Tareas por realizar:
**1.** Enumera todas las formas de Iglesia en las que, según el fragmento, debe transformarse la Iglesia peregrina.
**2.** Reproduce sin cambios el tramo del fragmento que va desde "1 enero 1999" hasta "alegría y esperanza).", ambos incluidos.

Fragmento del documento:
☆ ☆ ☆ ☆ ☆ ☆ ☆

Un pueblo peregrino: Utopía y profecía del Pueblo de Dios

1 enero 1999

Pie Autor:
José Ignacio González Faus es profesor en la Facultad de Teología de Cataluña.
 
Síntesis del Artículo:
El camino de una Iglesia que quiere juntar utopía y profecía en su peregrinar por la historia, esto es, de una Iglesia que más que enseñar verdades quiera significar o trasparentar «el amor de Dios manifestado en Cristo Jesús» («profecía de la utopía»: sacramento —profecía— de salvación —utopía—), pasa por transformarse: en una Iglesia sin discriminación alguna entre mujer y varón, en una Iglesia sin clases, en una Iglesia de puertas abiertas, en una Iglesia orientada más por las «bien-aventuranzas» que por las «bien-enseñanzas», en una Iglesia orientada a la comunidad de mesa (compartir y comunicar alegría y esperanza).

☆ ☆ ☆ ☆ ☆ ☆ ☆

Ítems listados:
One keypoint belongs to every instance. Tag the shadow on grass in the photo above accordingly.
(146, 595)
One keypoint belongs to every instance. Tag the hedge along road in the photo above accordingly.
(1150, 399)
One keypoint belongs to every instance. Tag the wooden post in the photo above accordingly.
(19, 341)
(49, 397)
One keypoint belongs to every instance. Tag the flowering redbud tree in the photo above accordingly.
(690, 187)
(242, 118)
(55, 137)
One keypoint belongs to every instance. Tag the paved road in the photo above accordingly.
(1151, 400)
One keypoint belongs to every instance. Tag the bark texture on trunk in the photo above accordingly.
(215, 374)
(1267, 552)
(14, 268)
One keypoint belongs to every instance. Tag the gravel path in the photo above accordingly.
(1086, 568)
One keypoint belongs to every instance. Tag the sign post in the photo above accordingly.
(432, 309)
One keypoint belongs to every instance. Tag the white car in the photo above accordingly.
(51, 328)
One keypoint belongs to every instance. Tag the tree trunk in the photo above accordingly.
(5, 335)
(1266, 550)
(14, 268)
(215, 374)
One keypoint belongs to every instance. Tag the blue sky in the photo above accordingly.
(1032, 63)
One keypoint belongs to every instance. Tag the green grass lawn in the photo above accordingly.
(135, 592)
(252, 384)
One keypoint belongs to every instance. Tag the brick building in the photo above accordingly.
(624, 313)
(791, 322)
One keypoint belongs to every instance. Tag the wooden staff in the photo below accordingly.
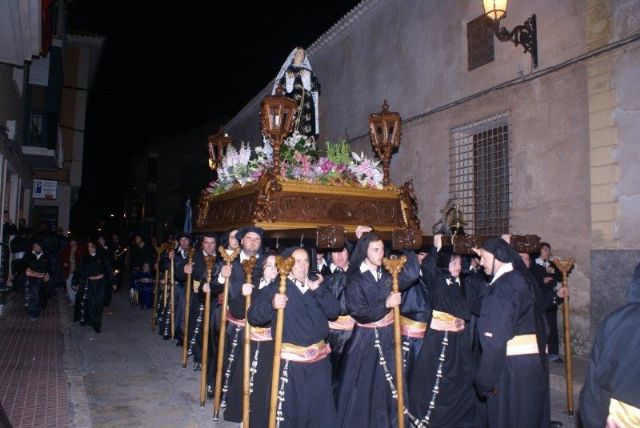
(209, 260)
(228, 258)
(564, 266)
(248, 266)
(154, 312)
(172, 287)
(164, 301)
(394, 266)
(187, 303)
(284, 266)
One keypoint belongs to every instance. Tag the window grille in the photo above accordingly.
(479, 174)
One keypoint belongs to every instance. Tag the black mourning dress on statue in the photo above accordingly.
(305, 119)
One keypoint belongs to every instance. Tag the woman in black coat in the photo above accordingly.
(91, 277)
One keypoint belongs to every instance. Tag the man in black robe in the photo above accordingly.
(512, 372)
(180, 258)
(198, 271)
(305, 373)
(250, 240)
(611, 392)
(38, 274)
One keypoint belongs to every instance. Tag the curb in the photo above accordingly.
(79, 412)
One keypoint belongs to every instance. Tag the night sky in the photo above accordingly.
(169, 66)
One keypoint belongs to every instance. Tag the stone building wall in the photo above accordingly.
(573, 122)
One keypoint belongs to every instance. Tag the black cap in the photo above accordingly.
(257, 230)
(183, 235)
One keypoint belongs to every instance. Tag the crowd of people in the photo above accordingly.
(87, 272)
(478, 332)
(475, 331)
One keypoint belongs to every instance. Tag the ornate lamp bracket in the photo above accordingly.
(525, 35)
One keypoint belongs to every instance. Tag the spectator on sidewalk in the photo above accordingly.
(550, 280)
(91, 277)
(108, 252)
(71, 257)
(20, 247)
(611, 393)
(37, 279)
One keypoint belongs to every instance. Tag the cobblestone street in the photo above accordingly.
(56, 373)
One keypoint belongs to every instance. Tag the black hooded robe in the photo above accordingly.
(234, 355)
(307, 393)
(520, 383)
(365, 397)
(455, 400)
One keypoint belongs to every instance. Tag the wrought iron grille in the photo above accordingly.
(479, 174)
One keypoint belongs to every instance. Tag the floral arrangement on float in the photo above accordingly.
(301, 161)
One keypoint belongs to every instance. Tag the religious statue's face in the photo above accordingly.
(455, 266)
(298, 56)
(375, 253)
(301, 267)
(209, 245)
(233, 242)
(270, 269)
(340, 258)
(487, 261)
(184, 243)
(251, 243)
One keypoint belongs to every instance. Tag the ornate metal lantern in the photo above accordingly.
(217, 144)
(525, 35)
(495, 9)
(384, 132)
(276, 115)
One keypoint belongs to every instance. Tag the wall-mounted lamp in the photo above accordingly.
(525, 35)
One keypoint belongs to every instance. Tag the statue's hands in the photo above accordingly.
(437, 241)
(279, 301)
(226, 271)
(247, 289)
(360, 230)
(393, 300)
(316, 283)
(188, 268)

☆ ☆ ☆ ☆ ☆ ☆ ☆

Lista de soluciones:
**1.**
- Una Iglesia sin discriminación alguna entre mujer y varón
- Una Iglesia sin clases
- Una Iglesia de puertas abiertas
- Una Iglesia orientada más por las «bien-aventuranzas» que por las «bien-enseñanzas»
- Una Iglesia orientada a la comunidad de mesa (compartir y comunicar alegría y esperanza)

**2.**
1 enero 1999

Pie Autor:
José Ignacio González Faus es profesor en la Facultad de Teología de Cataluña.
 
Síntesis del Artículo:
El camino de una Iglesia que quiere juntar utopía y profecía en su peregrinar por la historia, esto es, de una Iglesia que más que enseñar verdades quiera significar o trasparentar «el amor de Dios manifestado en Cristo Jesús» («profecía de la utopía»: sacramento —profecía— de salvación —utopía—), pasa por transformarse: en una Iglesia sin discriminación alguna entre mujer y varón, en una Iglesia sin clases, en una Iglesia de puertas abiertas, en una Iglesia orientada más por las «bien-aventuranzas» que por las «bien-enseñanzas», en una Iglesia orientada a la comunidad de mesa (compartir y comunicar alegría y esperanza).